::: Recorded data :::

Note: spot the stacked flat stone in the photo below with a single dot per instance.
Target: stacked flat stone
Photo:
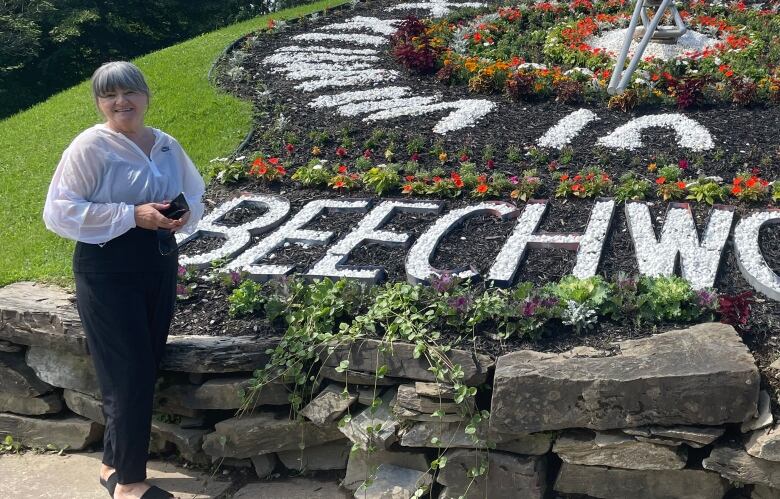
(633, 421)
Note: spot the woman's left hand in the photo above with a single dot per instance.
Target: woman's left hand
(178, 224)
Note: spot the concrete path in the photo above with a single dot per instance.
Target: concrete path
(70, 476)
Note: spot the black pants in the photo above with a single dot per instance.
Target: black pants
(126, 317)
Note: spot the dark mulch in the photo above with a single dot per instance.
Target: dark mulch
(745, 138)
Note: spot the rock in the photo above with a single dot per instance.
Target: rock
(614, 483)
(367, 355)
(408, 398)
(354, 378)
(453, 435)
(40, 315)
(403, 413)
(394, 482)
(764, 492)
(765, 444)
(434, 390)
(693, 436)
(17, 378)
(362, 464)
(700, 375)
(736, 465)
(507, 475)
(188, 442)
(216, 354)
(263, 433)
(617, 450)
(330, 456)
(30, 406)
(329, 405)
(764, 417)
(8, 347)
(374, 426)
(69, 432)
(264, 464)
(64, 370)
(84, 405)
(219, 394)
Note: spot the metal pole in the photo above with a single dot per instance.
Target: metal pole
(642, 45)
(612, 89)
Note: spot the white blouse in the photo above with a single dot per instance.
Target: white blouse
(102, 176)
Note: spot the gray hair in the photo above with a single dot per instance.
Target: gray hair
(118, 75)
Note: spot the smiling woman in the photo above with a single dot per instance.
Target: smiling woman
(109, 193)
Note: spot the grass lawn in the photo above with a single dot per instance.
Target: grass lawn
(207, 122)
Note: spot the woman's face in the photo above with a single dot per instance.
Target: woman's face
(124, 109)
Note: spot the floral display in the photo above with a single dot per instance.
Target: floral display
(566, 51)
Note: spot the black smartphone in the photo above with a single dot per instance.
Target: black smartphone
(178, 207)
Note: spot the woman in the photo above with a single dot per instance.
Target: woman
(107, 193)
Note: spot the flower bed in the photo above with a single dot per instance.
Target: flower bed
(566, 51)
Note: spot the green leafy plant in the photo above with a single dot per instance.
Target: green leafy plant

:::

#### Task to complete
Give only the number of lines above that hold the string "flat".

#### Task solution
2